Records for this task —
———

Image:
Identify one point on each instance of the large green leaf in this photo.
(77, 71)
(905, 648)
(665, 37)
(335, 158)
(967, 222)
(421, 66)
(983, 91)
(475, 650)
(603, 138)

———

Requirement — Set down the whole listing again. Keep every word as it is.

Your response —
Image:
Identify one point on each instance of the large green leaf in this photo.
(77, 71)
(905, 648)
(665, 37)
(335, 158)
(967, 222)
(421, 66)
(983, 91)
(475, 650)
(603, 138)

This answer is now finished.